EXERCISE BRIEF.
Write out every single entry exactly.

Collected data
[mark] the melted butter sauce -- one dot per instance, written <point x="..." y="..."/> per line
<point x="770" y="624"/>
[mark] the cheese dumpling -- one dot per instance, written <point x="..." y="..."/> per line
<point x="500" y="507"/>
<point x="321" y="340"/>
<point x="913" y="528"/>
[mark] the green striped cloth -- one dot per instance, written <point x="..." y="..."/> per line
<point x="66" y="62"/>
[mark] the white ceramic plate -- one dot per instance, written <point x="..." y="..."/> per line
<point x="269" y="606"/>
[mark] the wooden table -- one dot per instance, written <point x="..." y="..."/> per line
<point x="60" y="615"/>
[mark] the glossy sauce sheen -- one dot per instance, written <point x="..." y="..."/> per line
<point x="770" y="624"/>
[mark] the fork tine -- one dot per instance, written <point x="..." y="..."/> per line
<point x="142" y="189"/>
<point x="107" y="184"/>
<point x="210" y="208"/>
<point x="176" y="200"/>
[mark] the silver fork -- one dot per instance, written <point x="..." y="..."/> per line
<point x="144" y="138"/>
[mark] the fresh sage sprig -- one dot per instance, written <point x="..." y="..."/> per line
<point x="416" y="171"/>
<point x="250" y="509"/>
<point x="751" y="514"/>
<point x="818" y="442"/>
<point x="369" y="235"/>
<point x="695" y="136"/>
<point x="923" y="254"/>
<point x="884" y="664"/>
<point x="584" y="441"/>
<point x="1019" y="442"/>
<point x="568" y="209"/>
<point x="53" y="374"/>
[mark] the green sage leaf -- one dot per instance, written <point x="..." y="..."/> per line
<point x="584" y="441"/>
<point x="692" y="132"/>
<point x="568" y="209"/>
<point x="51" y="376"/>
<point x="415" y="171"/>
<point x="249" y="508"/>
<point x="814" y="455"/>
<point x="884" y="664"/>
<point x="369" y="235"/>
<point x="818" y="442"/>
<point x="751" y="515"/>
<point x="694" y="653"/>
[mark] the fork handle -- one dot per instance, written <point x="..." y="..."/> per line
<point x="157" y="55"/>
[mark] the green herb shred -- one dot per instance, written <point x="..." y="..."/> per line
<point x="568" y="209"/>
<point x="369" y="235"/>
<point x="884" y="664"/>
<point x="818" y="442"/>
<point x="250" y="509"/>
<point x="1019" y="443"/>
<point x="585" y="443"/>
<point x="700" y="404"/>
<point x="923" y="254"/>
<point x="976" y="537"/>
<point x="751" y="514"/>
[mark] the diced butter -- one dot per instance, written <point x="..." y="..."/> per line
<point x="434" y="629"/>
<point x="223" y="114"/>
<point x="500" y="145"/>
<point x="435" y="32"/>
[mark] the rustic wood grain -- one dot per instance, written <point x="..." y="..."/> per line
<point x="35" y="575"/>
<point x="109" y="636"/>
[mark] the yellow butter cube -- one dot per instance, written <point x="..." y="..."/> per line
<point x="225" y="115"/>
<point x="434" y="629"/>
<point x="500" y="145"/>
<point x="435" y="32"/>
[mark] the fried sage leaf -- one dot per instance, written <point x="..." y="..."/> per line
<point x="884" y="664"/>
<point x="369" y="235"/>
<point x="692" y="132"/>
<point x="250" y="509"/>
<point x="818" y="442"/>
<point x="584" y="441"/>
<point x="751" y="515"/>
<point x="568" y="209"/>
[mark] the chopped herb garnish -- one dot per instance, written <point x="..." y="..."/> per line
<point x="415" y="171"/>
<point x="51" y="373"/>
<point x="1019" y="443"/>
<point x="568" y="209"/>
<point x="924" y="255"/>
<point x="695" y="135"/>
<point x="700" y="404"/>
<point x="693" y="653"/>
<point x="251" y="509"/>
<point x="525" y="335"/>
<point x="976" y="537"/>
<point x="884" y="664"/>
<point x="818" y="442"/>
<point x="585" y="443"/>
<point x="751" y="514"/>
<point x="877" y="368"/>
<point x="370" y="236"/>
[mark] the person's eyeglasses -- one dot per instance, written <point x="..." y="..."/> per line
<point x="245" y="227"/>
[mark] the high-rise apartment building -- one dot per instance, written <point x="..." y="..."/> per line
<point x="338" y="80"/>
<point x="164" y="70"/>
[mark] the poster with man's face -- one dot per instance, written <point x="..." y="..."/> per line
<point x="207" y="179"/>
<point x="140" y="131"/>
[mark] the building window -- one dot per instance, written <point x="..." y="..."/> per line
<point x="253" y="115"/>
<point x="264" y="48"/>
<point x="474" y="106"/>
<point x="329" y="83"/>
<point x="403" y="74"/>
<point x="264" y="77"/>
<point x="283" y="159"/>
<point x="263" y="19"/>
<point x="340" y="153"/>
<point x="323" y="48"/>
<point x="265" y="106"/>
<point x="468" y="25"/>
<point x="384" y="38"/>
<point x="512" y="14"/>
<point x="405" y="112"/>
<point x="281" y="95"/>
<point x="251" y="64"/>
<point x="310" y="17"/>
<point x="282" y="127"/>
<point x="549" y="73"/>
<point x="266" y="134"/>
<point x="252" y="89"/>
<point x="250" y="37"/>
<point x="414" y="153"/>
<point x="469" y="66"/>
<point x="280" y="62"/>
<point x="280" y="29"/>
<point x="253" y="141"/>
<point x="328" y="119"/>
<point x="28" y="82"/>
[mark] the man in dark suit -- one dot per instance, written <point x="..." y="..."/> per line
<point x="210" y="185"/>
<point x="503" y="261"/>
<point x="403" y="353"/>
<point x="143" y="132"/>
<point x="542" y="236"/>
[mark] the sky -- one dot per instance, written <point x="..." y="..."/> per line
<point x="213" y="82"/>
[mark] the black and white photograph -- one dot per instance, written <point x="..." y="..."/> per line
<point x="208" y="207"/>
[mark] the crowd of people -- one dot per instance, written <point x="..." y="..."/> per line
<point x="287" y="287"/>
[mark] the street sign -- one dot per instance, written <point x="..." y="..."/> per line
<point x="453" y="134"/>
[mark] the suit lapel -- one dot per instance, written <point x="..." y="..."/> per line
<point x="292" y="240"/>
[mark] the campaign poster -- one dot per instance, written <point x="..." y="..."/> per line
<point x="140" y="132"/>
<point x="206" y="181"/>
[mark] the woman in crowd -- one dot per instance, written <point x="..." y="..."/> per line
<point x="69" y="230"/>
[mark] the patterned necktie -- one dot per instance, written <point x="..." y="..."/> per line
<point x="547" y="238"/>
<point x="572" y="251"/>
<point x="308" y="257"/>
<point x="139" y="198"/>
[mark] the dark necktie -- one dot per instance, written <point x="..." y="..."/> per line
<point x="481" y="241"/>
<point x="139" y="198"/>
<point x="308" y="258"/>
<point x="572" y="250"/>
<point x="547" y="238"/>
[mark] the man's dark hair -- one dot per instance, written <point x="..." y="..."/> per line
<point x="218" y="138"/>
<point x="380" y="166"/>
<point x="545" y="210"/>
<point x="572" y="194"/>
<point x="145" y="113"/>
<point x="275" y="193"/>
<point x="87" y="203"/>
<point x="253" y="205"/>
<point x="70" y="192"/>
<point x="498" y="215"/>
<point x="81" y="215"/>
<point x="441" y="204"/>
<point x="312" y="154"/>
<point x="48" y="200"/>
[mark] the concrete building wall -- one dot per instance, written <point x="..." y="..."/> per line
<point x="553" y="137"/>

THE ANSWER.
[mark] the melted butter sauce -- one dot per instance, written <point x="..." y="..."/> per line
<point x="770" y="624"/>
[mark] the cheese dumpling -- one dot per instance, written <point x="..." y="..."/> per line
<point x="500" y="507"/>
<point x="321" y="340"/>
<point x="913" y="528"/>
[mark] the green striped cloth -- one dot per instance, written <point x="..." y="..."/> per line
<point x="66" y="62"/>
[mark] the white ceramic plate -- one dot per instance, written <point x="..." y="..."/> per line
<point x="269" y="606"/>
[mark] the wooden table -- one dot per instance, written <point x="..." y="..."/> per line
<point x="60" y="615"/>
[mark] the glossy sauce sheen -- one dot per instance, written <point x="..." y="..."/> per line
<point x="770" y="624"/>
[mark] the fork tine -- one dot per instance, written <point x="..." y="..."/> per line
<point x="142" y="189"/>
<point x="107" y="184"/>
<point x="210" y="208"/>
<point x="176" y="200"/>
[mark] the silver fork -- one dot per instance, written <point x="..." y="..."/> per line
<point x="144" y="138"/>
[mark] the fresh sage sprig -- one dot per instance, written <point x="..." y="..."/> per line
<point x="416" y="171"/>
<point x="250" y="509"/>
<point x="751" y="514"/>
<point x="818" y="442"/>
<point x="369" y="235"/>
<point x="695" y="136"/>
<point x="923" y="254"/>
<point x="884" y="664"/>
<point x="584" y="441"/>
<point x="1019" y="442"/>
<point x="568" y="209"/>
<point x="53" y="374"/>
[mark] the green sage leaf -- one dot per instance, written <point x="..." y="..."/> per line
<point x="584" y="441"/>
<point x="692" y="132"/>
<point x="568" y="209"/>
<point x="51" y="376"/>
<point x="415" y="171"/>
<point x="249" y="508"/>
<point x="814" y="455"/>
<point x="884" y="664"/>
<point x="369" y="235"/>
<point x="818" y="442"/>
<point x="751" y="515"/>
<point x="694" y="653"/>
[mark] the fork handle -- one dot per instance, written <point x="..." y="..."/> per line
<point x="157" y="55"/>
[mark] the green herb shred -- one dot per instance, written <point x="..." y="..."/> per line
<point x="568" y="209"/>
<point x="369" y="235"/>
<point x="884" y="664"/>
<point x="818" y="442"/>
<point x="250" y="509"/>
<point x="1019" y="443"/>
<point x="585" y="443"/>
<point x="700" y="404"/>
<point x="923" y="254"/>
<point x="976" y="537"/>
<point x="751" y="514"/>
[mark] the diced butter -- one dot per instance, written <point x="..." y="..."/> per line
<point x="434" y="629"/>
<point x="223" y="114"/>
<point x="500" y="145"/>
<point x="435" y="32"/>
[mark] the rustic wood grain -- one dot per instance, written <point x="..." y="..."/> per line
<point x="35" y="575"/>
<point x="109" y="636"/>
[mark] the yellow butter cube -- one dot per instance, written <point x="..." y="..."/> per line
<point x="225" y="115"/>
<point x="434" y="629"/>
<point x="500" y="145"/>
<point x="435" y="32"/>
[mark] the fried sage leaf -- one dot per instance, written <point x="..." y="..."/> per line
<point x="884" y="664"/>
<point x="369" y="235"/>
<point x="692" y="132"/>
<point x="250" y="509"/>
<point x="818" y="442"/>
<point x="584" y="441"/>
<point x="751" y="515"/>
<point x="568" y="209"/>
[mark] the chopped herb garnish -- one dot per instance, written <point x="..." y="..."/> per line
<point x="415" y="171"/>
<point x="51" y="373"/>
<point x="1019" y="443"/>
<point x="568" y="209"/>
<point x="924" y="255"/>
<point x="695" y="135"/>
<point x="700" y="404"/>
<point x="693" y="653"/>
<point x="251" y="509"/>
<point x="525" y="335"/>
<point x="976" y="537"/>
<point x="884" y="664"/>
<point x="818" y="442"/>
<point x="585" y="443"/>
<point x="751" y="514"/>
<point x="877" y="368"/>
<point x="370" y="236"/>
[mark] the person's eyeglasses -- one dot per instance, written <point x="..." y="..."/> per line
<point x="245" y="227"/>
[mark] the high-rise apartment building -- one dot per instance, written <point x="..." y="..."/> per line
<point x="338" y="80"/>
<point x="164" y="70"/>
[mark] the poster with man's face -- one dot per instance, written <point x="..." y="..."/> per line
<point x="207" y="179"/>
<point x="140" y="131"/>
[mark] the building window -- one dot per instance, written <point x="..." y="..."/> per line
<point x="253" y="115"/>
<point x="264" y="48"/>
<point x="474" y="106"/>
<point x="329" y="83"/>
<point x="403" y="74"/>
<point x="264" y="77"/>
<point x="283" y="159"/>
<point x="263" y="19"/>
<point x="340" y="153"/>
<point x="323" y="48"/>
<point x="265" y="106"/>
<point x="468" y="25"/>
<point x="384" y="38"/>
<point x="512" y="14"/>
<point x="405" y="112"/>
<point x="281" y="95"/>
<point x="251" y="64"/>
<point x="310" y="17"/>
<point x="282" y="127"/>
<point x="549" y="73"/>
<point x="266" y="134"/>
<point x="252" y="89"/>
<point x="250" y="37"/>
<point x="414" y="153"/>
<point x="469" y="66"/>
<point x="280" y="62"/>
<point x="280" y="29"/>
<point x="253" y="141"/>
<point x="328" y="119"/>
<point x="28" y="82"/>
[mark] the man in dark suit -- one dot per instance, written <point x="..." y="..."/> per line
<point x="210" y="185"/>
<point x="503" y="261"/>
<point x="403" y="353"/>
<point x="143" y="132"/>
<point x="542" y="236"/>
[mark] the sky -- one dot per instance, written <point x="..." y="..."/> per line
<point x="213" y="82"/>
[mark] the black and white photograph -- one dot per instance, written <point x="..." y="..."/> per line
<point x="208" y="207"/>
[mark] the crowd of people -- one dot per instance, written <point x="..." y="..."/> per line
<point x="287" y="287"/>
[mark] the street sign -- one dot per instance, written <point x="..." y="..."/> per line
<point x="453" y="134"/>
[mark] the suit lapel -- one dot per instance, written <point x="..." y="..."/> per line
<point x="292" y="240"/>
[mark] the campaign poster -- one dot per instance, written <point x="..." y="..."/> per line
<point x="140" y="132"/>
<point x="206" y="181"/>
[mark] the woman in crowd -- one dot per instance, written <point x="..." y="..."/> per line
<point x="69" y="230"/>
[mark] the patterned necktie -- one dot per instance, written <point x="..." y="..."/> per line
<point x="547" y="238"/>
<point x="572" y="251"/>
<point x="308" y="257"/>
<point x="139" y="198"/>
[mark] the dark necktie -- one dot per instance, written <point x="..." y="..."/> per line
<point x="481" y="241"/>
<point x="139" y="198"/>
<point x="308" y="258"/>
<point x="572" y="250"/>
<point x="547" y="238"/>
[mark] the man's dark hair -- one dot per instance, written <point x="..." y="..."/> per line
<point x="218" y="138"/>
<point x="380" y="166"/>
<point x="545" y="210"/>
<point x="572" y="194"/>
<point x="145" y="113"/>
<point x="275" y="193"/>
<point x="87" y="203"/>
<point x="253" y="205"/>
<point x="70" y="192"/>
<point x="498" y="215"/>
<point x="81" y="215"/>
<point x="441" y="204"/>
<point x="312" y="154"/>
<point x="48" y="200"/>
[mark] the concrete building wall -- one dot per instance, written <point x="..." y="..."/> per line
<point x="553" y="137"/>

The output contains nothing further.